INSTRUCCIÓN DADA 1: ¿Puedes reproducir sin ningún cambio las filas de los bloques de más abajo, desde la que contiene "Would you point out the leafy" hasta la que contiene "Would you point out the patio", ambas incluidas?

FRAGMENTO SELECCIONADO:
* * *

Dice Pablo Fernández Christlieb que las cosas, a medida que se piensa en ellas, se van haciendo más quietas. Esto sucede cuando cae la tarde, esa hora que está entre el cansancio y el descanso. Entonces sí: los poetas se fijan en las cosas, las contemplan, escriben sobre ellas. Es como si las cosas llegaran a la hora de la cita en que ya pueden ser ellas mismas y no utensilios ni aparatos ni mercancías.

Al principio las cosas son todas las cosas, en bloque, todas juntas de forma masiva, como cuando Georges Perec dice “Las cosas” para titular un libro sobre las ansias consumistas de unos clasemedieros con mala chamba, que sólo quieren tener cosas, no importa cuáles, que incluyen casas, vajillas, veleros, coches, gadgets: todas éstas son cosas indiferenciadas, como sin pensarse, y todavía no se distinguen unas de otras ni se personalizan. Son las cosas sin nombre, raudas y desdibujadas, y no se piensa en ninguna de ellas cada una por su cuenta, y sólo sirven para tenerlas, de preferencia demasiadas o por lo menos muchas.

* * *

INSTRUCCIÓN DADA 2: ¿Me devuelves copiado al pie de la letra el tramo del fragmento sobre las cosas que va desde "Al principio las" hasta "lo menos muchas."?

MATERIAL PROPORCIONADO:
* * *

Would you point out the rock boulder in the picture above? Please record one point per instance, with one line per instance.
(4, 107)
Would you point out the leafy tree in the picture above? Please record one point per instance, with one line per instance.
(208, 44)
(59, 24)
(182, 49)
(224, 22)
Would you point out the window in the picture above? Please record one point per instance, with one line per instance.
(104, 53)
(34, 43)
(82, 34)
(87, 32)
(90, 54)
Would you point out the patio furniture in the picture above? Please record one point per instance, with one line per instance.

* * *

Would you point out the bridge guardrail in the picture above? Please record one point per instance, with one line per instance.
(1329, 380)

* * *

RESPUESTA CORRECTA 1:
Would you point out the leafy tree in the picture above? Please record one point per instance, with one line per instance.
(208, 44)
(59, 24)
(182, 49)
(224, 22)
Would you point out the window in the picture above? Please record one point per instance, with one line per instance.
(104, 53)
(34, 43)
(82, 34)
(87, 32)
(90, 54)
Would you point out the patio furniture in the picture above? Please record one point per instance, with one line per instance.

RESPUESTA CORRECTA 2:
Al principio las cosas son todas las cosas, en bloque, todas juntas de forma masiva, como cuando Georges Perec dice “Las cosas” para titular un libro sobre las ansias consumistas de unos clasemedieros con mala chamba, que sólo quieren tener cosas, no importa cuáles, que incluyen casas, vajillas, veleros, coches, gadgets: todas éstas son cosas indiferenciadas, como sin pensarse, y todavía no se distinguen unas de otras ni se personalizan. Son las cosas sin nombre, raudas y desdibujadas, y no se piensa en ninguna de ellas cada una por su cuenta, y sólo sirven para tenerlas, de preferencia demasiadas o por lo menos muchas.